## [Exercise details]
Every line from the one with "Target: reflection of lights in glass" to the end of the data needs to be copied exactly, and no line before it.

** begin Task material **

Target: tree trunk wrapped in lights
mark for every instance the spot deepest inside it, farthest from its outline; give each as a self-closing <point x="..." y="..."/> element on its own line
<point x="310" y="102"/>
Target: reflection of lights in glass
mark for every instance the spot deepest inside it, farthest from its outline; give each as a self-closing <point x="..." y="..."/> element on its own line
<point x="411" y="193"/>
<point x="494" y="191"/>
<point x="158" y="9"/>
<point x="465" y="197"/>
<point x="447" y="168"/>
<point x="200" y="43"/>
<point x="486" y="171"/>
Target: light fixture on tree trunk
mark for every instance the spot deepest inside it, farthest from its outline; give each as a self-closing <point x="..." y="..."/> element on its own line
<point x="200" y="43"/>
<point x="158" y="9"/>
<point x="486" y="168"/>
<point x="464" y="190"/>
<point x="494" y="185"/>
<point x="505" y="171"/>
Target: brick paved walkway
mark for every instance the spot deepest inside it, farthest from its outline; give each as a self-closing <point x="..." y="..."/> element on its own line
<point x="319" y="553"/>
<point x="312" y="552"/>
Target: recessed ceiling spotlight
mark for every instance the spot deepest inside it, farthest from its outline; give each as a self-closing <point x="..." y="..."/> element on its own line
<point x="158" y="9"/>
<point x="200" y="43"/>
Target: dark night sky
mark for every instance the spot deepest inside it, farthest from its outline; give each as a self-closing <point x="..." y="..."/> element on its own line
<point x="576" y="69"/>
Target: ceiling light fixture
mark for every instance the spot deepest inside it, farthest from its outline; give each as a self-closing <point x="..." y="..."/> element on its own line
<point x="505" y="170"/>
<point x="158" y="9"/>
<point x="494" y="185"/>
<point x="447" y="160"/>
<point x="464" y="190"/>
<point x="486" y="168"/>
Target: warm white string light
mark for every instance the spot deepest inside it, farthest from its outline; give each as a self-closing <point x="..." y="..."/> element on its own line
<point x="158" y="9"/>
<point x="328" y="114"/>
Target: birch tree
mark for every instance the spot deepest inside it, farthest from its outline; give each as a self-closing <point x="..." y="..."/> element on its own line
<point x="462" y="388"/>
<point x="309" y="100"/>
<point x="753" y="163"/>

** end Task material **

## [Complete output]
Target: reflection of lights in glass
mark for every instance the spot deepest inside it, farthest from its outline; give each as a self-closing <point x="..." y="..."/> element on its own line
<point x="411" y="193"/>
<point x="494" y="191"/>
<point x="158" y="9"/>
<point x="465" y="197"/>
<point x="447" y="168"/>
<point x="200" y="43"/>
<point x="486" y="171"/>
Target: light fixture on tree trunk
mark for every instance the spot deepest inside it, farthest from its outline; give each as a self-closing <point x="..." y="..."/> element on its own line
<point x="200" y="43"/>
<point x="158" y="9"/>
<point x="486" y="168"/>
<point x="464" y="190"/>
<point x="494" y="185"/>
<point x="505" y="171"/>
Target: brick paved walkway
mark for every instance the spot deepest inside it, farthest from its outline; give each as a self-closing <point x="..." y="..."/> element on its own line
<point x="319" y="553"/>
<point x="312" y="552"/>
Target: recessed ceiling spotlight
mark for every instance the spot deepest inside it, farthest from its outline; give each as a self-closing <point x="..." y="..."/> element on its own line
<point x="158" y="9"/>
<point x="200" y="43"/>
Target: dark night sky
mark for every instance the spot deepest inside it, farthest from its outline; give each as a self-closing <point x="..." y="..."/> element on its own line
<point x="576" y="69"/>
Target: ceiling light fixture
mark for every instance the spot deepest inside it, farthest from its outline; give each as a self-closing <point x="..." y="..."/> element on its own line
<point x="505" y="170"/>
<point x="158" y="9"/>
<point x="494" y="185"/>
<point x="447" y="160"/>
<point x="464" y="190"/>
<point x="486" y="168"/>
Target: warm white string light
mark for every instance the spot deepest inside it, farthest from its outline; give each as a self-closing <point x="..." y="..."/> element on its own line
<point x="158" y="9"/>
<point x="328" y="114"/>
Target: birch tree
mark for every instance the spot deepest inside it, farthest from its outline; give each as a self-closing <point x="..." y="..."/> element on its own line
<point x="462" y="388"/>
<point x="309" y="100"/>
<point x="753" y="163"/>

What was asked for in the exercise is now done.